What to do:
**1.** Answer these questions about the forum discussion on NPC diversity, using only what it states:
(a) What kind of character did the poster play when the group ran Giant Slayer?
(b) What look do the island kingdoms between the two continents have?
(c) How many pantheons does the Greek-style home game restrict deity choices to?
**2.** Carry on the forum discussion about NPC diversity, picking up right after its final sentence.

Passage shown:
>>>
Skin color is especially only an afterthought that, looking back, is not even described unless the players specifically ask. Notable/identifiable facial or body features are definitely described if present, but specifically saying, "she's white," or, "the group is of mixed human skin tones," does not even come to mind, and would seem forced.

Sexual preference has very little place in any of the games I've played, for DM and players, it's just not what we concentrate on.


When we ran Giant Slayer I played a dwarven cavalier who was racist. My dm decided that my sister was the local blacksmith who married a half-orc woman and smuggles illegal half-orcs. I don't know if such a character was actually in the game or if my dm was just trying to add some conflict with the pcs and npcs.


I doubt this discussion is going to be fruitful at this point. Happy posting.


Wevi wrote:
When it comes to your games that you run or playing in, how diverse is your NPC's? I'm talking about race, skin, gender, body type for NPC's.

For my current homebrew campaign, I'm put some effort into having more diverse NPCs than most of my past games. The setting has two continents, one primarily populated by fair-skinned pseudo-Europeans, the other by dark-skinned pseudo-Africans or -Arabs; the island kingdoms in between are more of an olive-skinned Mediterranean look. We actually started the campaign in the Arab-like kingdom, which is populated by dark-skinned humans and halflings; only the two foreigner elf and half-elf PCs are "white."

(The world also has a Asian-based continent, but contact is so rare that few people know anything about it. My players certainly don't--yet. And I haven't decided yet whether any humans actually live there.)

I've created a few Pinterest boards for the game, which serve as collections of NPC portraits as well as "look and feel" galleries for various regions/cultures that I can share with my players. It's been an interesting challenge finding suitable art for this starting region.

My player group is evenly split male/female, so I'm used to keeping my NPCs close to that, too. In this campaign, one of the local human and halfling gods is both male and female, so the party has met at least one non-binary NPC among their worshipers. Additionally, the faerie gods are all shapeshifters, changing gender regularly as the seasons turn. Many elves and gnomes are gender-fluid as a result, though that has yet to come up in any significant way in game.

I've also made a point of making one of my major human nations a true matriarchy (think Rome as ruled by Amazons), and the emerging kobold nation is as well (thanks to having a dragon queen). Most of the other major nations are more or less equalitarian, though many have patrilineal monarchies.


I and nature like diversity, but this is a game and often we have a theme or stylistic components to a setting and so there are usually race restrictions in a themed campaign. My home game tends to be a modernistic stylized Greek cosmopolitian setting. My player guide has players balancing race, class, ability scores, starting experience and starting money. So it's more in their court after I've set the guidelines. I've had humans to half-dragon types. I also restrict deity choices to about 3 of 6 pantheons without some reason.
<<<
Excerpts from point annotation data
>>>
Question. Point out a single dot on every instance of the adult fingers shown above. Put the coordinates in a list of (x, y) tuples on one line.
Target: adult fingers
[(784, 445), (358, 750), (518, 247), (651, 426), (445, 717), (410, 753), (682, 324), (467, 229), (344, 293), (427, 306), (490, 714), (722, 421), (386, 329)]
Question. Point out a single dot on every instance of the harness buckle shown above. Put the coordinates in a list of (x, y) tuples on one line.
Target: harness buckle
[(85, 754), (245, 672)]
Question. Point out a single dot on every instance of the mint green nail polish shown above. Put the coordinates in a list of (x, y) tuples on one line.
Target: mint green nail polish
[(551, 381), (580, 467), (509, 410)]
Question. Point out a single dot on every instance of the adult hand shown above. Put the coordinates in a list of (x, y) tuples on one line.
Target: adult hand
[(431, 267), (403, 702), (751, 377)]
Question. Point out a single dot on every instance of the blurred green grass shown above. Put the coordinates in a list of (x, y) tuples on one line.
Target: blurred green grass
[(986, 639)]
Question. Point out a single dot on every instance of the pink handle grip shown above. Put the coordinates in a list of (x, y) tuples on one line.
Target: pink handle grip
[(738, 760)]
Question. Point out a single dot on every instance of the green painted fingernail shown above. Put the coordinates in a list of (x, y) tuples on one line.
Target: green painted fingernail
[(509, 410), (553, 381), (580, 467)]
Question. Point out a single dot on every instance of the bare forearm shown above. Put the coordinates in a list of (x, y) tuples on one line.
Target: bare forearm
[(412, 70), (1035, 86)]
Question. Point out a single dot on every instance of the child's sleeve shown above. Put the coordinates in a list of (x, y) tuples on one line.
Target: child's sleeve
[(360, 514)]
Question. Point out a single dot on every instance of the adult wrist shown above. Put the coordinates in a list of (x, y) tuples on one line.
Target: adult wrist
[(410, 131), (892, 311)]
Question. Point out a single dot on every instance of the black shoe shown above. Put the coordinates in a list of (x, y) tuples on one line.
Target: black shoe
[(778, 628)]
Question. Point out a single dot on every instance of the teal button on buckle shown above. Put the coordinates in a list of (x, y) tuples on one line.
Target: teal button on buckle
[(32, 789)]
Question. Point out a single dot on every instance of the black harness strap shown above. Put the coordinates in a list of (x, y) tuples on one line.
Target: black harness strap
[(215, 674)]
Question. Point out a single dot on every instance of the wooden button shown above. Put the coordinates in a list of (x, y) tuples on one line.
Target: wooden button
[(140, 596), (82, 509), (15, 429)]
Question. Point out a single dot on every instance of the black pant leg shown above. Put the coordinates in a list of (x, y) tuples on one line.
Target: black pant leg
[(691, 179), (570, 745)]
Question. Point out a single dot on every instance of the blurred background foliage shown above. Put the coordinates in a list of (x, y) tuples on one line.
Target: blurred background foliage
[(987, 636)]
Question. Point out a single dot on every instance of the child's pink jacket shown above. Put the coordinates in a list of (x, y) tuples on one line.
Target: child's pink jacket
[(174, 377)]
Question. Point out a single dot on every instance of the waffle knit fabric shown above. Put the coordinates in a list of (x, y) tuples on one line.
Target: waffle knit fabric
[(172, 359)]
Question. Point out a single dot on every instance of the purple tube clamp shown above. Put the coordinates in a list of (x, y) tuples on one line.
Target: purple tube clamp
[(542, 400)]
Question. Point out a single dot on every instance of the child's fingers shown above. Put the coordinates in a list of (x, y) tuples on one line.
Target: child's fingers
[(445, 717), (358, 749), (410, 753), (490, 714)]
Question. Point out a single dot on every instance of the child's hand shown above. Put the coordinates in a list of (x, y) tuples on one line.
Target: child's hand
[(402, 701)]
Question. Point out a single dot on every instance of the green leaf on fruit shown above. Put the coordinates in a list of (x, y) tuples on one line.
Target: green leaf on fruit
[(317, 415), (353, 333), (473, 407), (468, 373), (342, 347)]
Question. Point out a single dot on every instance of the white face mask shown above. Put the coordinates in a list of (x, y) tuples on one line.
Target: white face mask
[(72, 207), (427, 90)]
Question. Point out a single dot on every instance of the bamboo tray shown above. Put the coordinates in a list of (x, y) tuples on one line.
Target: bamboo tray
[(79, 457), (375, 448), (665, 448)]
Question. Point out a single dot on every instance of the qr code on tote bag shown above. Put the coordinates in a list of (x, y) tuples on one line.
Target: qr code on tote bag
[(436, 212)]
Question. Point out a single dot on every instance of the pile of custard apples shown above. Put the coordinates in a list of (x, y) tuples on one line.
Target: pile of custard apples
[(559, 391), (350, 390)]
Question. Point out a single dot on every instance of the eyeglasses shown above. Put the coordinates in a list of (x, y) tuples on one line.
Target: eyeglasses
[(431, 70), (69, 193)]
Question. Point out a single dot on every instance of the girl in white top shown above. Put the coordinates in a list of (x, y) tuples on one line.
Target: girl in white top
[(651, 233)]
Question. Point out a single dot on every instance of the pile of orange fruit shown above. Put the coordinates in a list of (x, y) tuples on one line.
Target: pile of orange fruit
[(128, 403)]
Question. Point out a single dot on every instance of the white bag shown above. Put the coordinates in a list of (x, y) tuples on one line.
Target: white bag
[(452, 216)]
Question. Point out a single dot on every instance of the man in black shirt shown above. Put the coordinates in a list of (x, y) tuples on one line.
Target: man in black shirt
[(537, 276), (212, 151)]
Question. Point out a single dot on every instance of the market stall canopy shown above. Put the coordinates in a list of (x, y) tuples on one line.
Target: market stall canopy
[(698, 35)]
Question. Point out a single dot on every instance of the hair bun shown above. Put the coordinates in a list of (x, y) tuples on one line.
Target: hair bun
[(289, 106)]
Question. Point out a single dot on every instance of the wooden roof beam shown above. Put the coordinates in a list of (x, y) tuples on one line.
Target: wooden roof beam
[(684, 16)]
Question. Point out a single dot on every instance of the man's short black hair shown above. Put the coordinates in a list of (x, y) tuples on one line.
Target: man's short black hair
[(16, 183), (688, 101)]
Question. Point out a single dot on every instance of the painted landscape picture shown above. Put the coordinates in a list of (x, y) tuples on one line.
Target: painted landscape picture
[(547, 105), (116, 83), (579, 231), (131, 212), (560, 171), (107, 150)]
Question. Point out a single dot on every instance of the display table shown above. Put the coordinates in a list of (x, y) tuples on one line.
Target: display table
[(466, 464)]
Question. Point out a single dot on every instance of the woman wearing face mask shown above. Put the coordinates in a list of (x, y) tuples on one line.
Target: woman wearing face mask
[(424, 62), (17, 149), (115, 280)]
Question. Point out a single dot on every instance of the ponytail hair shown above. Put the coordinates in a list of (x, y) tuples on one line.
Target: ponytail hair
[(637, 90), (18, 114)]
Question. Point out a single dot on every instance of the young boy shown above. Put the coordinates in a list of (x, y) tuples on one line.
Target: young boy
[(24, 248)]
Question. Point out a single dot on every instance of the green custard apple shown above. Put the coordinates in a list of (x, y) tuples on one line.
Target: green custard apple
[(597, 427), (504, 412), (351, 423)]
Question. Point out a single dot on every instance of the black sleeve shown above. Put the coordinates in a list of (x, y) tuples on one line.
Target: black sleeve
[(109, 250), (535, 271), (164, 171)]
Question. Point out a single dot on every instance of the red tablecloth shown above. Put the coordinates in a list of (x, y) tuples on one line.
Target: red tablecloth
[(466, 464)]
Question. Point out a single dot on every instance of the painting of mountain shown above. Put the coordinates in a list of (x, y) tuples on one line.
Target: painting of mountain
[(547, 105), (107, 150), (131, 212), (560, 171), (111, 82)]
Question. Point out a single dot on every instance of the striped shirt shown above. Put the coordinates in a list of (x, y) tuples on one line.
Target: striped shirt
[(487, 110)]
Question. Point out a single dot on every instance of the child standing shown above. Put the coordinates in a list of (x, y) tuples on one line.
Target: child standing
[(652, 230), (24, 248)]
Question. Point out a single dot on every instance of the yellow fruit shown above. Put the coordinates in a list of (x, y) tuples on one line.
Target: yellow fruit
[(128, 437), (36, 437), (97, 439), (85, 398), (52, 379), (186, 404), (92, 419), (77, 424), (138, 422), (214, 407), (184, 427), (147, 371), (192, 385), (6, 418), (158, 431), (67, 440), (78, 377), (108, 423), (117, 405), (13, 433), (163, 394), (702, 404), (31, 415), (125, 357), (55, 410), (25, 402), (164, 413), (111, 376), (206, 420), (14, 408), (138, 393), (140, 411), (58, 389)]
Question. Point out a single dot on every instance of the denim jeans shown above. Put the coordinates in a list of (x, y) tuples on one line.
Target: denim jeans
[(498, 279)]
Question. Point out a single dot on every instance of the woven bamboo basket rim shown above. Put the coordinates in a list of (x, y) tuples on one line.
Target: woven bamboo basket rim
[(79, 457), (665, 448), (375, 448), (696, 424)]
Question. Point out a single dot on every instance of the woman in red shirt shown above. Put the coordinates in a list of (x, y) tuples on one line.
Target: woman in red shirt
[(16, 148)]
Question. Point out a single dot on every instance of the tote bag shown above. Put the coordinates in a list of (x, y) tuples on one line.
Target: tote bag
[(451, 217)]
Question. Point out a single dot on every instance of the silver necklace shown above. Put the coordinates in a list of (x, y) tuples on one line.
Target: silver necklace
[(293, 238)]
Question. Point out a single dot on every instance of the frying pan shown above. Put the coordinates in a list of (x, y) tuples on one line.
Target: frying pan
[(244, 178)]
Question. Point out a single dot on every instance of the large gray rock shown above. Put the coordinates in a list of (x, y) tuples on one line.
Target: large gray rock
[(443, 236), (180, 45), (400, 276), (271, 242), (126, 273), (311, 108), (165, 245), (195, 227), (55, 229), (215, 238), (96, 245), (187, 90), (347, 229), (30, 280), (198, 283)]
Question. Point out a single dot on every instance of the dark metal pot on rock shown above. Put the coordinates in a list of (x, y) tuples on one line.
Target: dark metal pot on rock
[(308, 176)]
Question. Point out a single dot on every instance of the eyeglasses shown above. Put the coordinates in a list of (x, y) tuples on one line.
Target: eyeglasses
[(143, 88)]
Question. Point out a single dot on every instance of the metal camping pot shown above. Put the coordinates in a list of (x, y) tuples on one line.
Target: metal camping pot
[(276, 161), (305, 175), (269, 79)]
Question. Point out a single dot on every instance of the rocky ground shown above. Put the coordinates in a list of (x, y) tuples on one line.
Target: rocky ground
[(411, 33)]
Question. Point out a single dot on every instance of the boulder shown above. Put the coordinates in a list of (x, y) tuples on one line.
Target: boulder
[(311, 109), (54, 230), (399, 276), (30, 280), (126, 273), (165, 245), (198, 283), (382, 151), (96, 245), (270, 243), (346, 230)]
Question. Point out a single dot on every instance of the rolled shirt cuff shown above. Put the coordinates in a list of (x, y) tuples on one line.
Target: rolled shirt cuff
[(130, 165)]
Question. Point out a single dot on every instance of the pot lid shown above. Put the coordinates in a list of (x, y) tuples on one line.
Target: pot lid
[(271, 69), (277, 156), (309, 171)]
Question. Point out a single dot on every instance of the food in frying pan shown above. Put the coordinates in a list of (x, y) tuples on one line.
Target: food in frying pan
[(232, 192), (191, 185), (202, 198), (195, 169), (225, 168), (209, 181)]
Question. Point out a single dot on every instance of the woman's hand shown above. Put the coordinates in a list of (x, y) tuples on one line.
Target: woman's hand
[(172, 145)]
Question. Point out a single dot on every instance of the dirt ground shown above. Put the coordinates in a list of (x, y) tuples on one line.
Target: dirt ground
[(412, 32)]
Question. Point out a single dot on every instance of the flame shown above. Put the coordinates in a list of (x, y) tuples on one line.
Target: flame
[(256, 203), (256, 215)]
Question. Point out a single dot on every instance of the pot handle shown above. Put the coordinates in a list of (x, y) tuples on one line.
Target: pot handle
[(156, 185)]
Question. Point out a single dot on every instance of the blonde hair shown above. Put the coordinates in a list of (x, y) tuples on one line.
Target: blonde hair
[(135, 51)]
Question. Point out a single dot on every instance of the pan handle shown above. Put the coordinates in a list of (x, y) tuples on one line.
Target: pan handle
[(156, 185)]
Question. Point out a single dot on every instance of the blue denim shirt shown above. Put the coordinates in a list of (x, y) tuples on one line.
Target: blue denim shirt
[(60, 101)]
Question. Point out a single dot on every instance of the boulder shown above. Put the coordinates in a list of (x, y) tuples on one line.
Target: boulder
<<<
Expected outputs:
**1.**
(a) A dwarven cavalier who was racist.
(b) An olive-skinned Mediterranean look.
(c) About 3 of 6 pantheons.

**2.**
I've played a lovecraftian ghoul wizard, a pixie wizard with a human rogue companion, an elf transmuter wizard with evocation as a forbidden school(we used to laugh that she wasn't maximized), and a plain human cleric. Hundreds of different types really.

RPG Superstar 2012 Top 32

Our 5th Edition RotRL Conversion has a Middle Eastern-ish male wizard, a male kilt-wearing Scottish-themed ranger archer, my male dwarf cleric with white-blond hair, a female elf archer rogue, a human male fighter, and half-orc barbarian, the last 3 presumably white, but it hasn't really come up in the last 16 levels...

I run a homebrew campaign that takes place in a Victorian London/Colonial Boston-ish steampunk city stuck on top of a giant beanstalk in the middle of a Dying Earth/Lost World/Sword & Sorcery-type continent that is blended East Asian/Southeast Asia/Aztec/Native American/Ancient Egyptian. The city has large immigrant populations from an African/Jamaican continent and an even more steampunk South Asian/Persian blended continent. The city races are primarily human and Halfling, with homebrew kenku, homebrew nephilite (aasimar/half-cloud giant combo race (essentially goliath)), and homebrew construct race. The different races (dwarf, elf, human, etc.) of a region generally have the same "ethnicity" (black haired, bronze skinned natives, British white, South Asian, or African black city folk, etc.), unless there is a racial reason to be different (black skinned drow, various colored dragonborn, etc.). The nephilites are usually pure cloud white with sky blue eyes, but when they get angry, they darken to gray or black with lightning-bright blue eyes.

The party is a tiefling warlock with clockwork patron, halfling Tempest cleric of goddess of moon and romantic love, human cleric of clock queen/shadow sorcerer (immigrant), eladrin homebrew brontomancer wizard/fighter, wood elf monk (from below the beanstalk), and a human rogue swashbuckler (sky pirate from elsewhere).


David knott 242 wrote:
And even if they meet the homosexual couple, if the party and the merchants that they are dealing with stick to business and no personal life issues are brought up, how would the party even know that they have met a homosexual couple?

I'd say that the answer to this question is entirely related to how much intrigue and social interaction is going on in the campaign, so basically all external roleplaying.

If you're going to get to know the inhabitants of a given town you're eventually going to learn whose children are adopted, whose married to who, and the basics of the town's major family trees. If you're in an intrigue heavy game interpersonal relations are a huge part of making any sort of plans the players or NPCs engage in. I mean can you imagine making sense of a Song of Ice and Fire without knowing who is married to whom? Hell even the much simpler plot of Lord of the Rings* is largely built on familial relations.

So really the only people who aren't going to notice any couples are pure murder hobos. Which I would think given how often people call me a rollplayer on these message boards are a minority.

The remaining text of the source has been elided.